**Data excerpts**
----

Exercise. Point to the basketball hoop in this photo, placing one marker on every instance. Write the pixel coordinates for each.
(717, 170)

----

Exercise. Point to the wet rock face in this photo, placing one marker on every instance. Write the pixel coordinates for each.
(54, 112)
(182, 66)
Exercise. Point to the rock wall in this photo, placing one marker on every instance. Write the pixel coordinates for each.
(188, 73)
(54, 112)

----

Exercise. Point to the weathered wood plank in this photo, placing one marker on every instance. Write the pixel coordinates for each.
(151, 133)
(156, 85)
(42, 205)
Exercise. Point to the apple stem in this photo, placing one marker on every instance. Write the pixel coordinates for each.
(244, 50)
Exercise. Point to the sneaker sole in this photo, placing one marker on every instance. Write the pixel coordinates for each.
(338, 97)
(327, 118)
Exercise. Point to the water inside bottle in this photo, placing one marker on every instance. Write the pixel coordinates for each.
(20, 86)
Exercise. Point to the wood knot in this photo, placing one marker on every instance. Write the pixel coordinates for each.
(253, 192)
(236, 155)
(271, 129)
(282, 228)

----

**Your goal**
Gather each line in the entries above that contains the word "rock". Treat capital and lowercase letters as different.

**Solution to this task**
Exercise. Point to the wet rock face in this photo, placing one marker on every instance. Write the pixel coordinates for each.
Exercise. Point to the rock wall in this photo, placing one marker on every instance. Write the pixel coordinates for each.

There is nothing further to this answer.